▶ WRITTEN EXERCISE
Write out exactly the lines below that run from the line containing "Phrase: woman with sunglasses" through the last line of the records.

▶ GIVEN INFORMATION
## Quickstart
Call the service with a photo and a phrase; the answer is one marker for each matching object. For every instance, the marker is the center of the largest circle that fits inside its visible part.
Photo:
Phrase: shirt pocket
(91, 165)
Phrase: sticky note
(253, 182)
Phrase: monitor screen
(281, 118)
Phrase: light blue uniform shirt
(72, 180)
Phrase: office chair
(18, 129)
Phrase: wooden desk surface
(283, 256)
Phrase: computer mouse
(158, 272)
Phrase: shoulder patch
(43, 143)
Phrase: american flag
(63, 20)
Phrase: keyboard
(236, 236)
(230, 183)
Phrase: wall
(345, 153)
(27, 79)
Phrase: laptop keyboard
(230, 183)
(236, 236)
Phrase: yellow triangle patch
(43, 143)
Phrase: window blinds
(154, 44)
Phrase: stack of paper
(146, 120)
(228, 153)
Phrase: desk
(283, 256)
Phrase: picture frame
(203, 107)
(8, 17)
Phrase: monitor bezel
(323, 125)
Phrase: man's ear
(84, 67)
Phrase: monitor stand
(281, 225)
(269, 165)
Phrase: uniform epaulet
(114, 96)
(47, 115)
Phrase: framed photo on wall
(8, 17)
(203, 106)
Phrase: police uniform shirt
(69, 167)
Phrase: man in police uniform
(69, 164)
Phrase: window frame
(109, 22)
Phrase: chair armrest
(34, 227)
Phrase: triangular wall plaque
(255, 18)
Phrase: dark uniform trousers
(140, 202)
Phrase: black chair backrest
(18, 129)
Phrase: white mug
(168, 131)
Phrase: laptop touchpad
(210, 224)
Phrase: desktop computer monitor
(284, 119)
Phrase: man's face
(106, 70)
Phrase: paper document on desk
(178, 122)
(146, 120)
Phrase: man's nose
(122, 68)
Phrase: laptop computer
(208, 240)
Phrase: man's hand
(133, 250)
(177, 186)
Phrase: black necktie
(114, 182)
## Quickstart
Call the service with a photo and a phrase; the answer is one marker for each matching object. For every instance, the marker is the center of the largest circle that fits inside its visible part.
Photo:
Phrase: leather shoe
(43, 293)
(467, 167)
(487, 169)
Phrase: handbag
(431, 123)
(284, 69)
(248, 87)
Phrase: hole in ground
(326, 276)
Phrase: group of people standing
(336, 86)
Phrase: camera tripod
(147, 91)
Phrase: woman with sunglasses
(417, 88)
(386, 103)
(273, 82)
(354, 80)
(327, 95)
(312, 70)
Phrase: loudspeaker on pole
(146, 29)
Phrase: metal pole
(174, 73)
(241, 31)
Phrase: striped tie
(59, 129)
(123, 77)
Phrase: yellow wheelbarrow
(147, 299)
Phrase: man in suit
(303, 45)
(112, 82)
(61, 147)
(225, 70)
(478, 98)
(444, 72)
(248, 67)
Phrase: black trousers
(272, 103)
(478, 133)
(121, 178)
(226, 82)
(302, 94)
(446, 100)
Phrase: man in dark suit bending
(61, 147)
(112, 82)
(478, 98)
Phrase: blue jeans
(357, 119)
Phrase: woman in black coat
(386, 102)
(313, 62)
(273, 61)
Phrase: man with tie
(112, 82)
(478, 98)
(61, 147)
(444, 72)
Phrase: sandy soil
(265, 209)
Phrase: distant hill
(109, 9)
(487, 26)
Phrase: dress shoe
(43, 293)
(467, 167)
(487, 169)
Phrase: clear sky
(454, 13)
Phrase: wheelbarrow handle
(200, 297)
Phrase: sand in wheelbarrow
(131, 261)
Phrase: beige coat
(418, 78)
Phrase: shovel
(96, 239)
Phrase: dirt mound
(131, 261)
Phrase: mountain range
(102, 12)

▶ PROBLEM SOLUTION
Phrase: woman with sunglasses
(417, 88)
(386, 103)
(273, 82)
(354, 80)
(327, 95)
(312, 70)
Phrase: loudspeaker on pole
(146, 29)
Phrase: metal pole
(174, 73)
(241, 31)
Phrase: striped tie
(59, 129)
(123, 77)
Phrase: yellow wheelbarrow
(147, 299)
Phrase: man in suit
(303, 45)
(112, 82)
(61, 147)
(225, 70)
(478, 98)
(444, 72)
(248, 67)
Phrase: black trousers
(272, 103)
(478, 133)
(121, 178)
(226, 82)
(302, 94)
(446, 100)
Phrase: man in dark suit bending
(61, 147)
(112, 82)
(478, 98)
Phrase: blue jeans
(357, 119)
Phrase: woman in black coat
(386, 102)
(313, 62)
(273, 61)
Phrase: man with tie
(112, 82)
(478, 98)
(61, 147)
(444, 72)
Phrase: sandy soil
(265, 209)
Phrase: distant hill
(109, 9)
(487, 26)
Phrase: dress shoe
(43, 293)
(467, 167)
(487, 169)
Phrase: clear sky
(454, 13)
Phrase: wheelbarrow handle
(200, 297)
Phrase: sand in wheelbarrow
(131, 261)
Phrase: beige coat
(418, 78)
Phrase: shovel
(96, 239)
Phrase: dirt mound
(131, 261)
Phrase: mountain range
(102, 12)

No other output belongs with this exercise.